12. L’article 1er de la legge n. 374, « Istituzione del giudice di pace » (loi nº 374 portant institution du juge de paix), du 21 novembre 1991, comporte des dispositions fondamentales relatives au statut et aux fonctions du juge de paix :

« 1. Il est institué un juge de paix, qui exerce la fonction juridictionnelle en matière civile et pénale et exerce la fonction de conciliation en matière civile selon les règles prévues par la présente loi.

2. La fonction de juge de paix est exercée par un magistrat “honoraire” appartenant à l’ordre judiciaire. »

13. Il ressort de la demande de décision préjudicielle que la loi nº 374 prévoit, pour l’accès à cette fonction, une procédure de concours qui est régie par les articles 4, 4a et 5 et qui se déroule en trois phases : a) établissement d’un classement provisoire sur titres aux fins de l’admission au stage ; b) déroulement du stage pendant une période de six mois ; c) établissement du classement définitif et nomination en tant que juge de paix à la suite des évaluations d’aptitude effectuées par les conseils judiciaires et le Consiglio superiore della magistratura (Conseil supérieur de la magistrature, Italie) (5). La République italienne expose que c’est le ministre de la Justice qui procède à la nomination proprement dite.

14. La République italienne expose en outre que les juges de paix sont nommés pour quatre ans et qu’ils peuvent tout au plus être reconduits dans leurs fonctions pour quatre années supplémentaires. Cette indication s’appuie vraisemblablement sur l’article 18, paragraphes 1 et 2, du décret législatif nº 116 du 13 juillet 2017. Il semble que la réglementation antérieure autorisait l’exercice des fonctions pendant une plus longue durée.

+++++

# À FAIRE
Restituez mot pour mot le passage du texte sur le juge de paix, de « 2. La fonction » jusqu'à « nomination proprement dite. ».

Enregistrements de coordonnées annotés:

+++++

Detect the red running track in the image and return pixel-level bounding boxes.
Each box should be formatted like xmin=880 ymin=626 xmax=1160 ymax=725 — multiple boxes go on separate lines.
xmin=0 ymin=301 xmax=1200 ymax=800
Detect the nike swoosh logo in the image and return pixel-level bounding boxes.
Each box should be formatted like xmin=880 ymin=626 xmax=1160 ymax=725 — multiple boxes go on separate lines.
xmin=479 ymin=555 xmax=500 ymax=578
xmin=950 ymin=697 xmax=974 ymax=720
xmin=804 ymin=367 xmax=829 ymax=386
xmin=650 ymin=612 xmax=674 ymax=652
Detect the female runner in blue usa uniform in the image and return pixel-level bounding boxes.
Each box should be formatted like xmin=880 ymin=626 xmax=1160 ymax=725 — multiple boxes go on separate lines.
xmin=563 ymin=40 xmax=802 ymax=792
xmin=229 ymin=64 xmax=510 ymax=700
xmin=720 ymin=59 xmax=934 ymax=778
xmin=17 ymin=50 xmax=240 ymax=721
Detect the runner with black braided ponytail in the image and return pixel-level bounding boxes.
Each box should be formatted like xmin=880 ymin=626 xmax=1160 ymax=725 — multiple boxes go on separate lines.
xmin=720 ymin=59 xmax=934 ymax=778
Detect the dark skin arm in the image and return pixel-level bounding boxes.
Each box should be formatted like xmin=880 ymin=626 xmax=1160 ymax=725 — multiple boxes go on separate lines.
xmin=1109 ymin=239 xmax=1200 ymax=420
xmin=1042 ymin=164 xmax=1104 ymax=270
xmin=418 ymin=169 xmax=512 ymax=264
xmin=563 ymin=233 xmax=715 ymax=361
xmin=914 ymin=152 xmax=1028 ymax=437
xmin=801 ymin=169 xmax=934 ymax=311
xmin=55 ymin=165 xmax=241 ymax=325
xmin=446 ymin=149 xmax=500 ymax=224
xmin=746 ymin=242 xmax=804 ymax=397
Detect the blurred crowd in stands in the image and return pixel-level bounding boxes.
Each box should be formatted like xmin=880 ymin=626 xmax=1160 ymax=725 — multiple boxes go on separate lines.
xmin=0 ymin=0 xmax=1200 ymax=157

+++++

# RÉPONSE
2. La fonction de juge de paix est exercée par un magistrat “honoraire” appartenant à l’ordre judiciaire. »

13. Il ressort de la demande de décision préjudicielle que la loi nº 374 prévoit, pour l’accès à cette fonction, une procédure de concours qui est régie par les articles 4, 4a et 5 et qui se déroule en trois phases : a) établissement d’un classement provisoire sur titres aux fins de l’admission au stage ; b) déroulement du stage pendant une période de six mois ; c) établissement du classement définitif et nomination en tant que juge de paix à la suite des évaluations d’aptitude effectuées par les conseils judiciaires et le Consiglio superiore della magistratura (Conseil supérieur de la magistrature, Italie) (5). La République italienne expose que c’est le ministre de la Justice qui procède à la nomination proprement dite.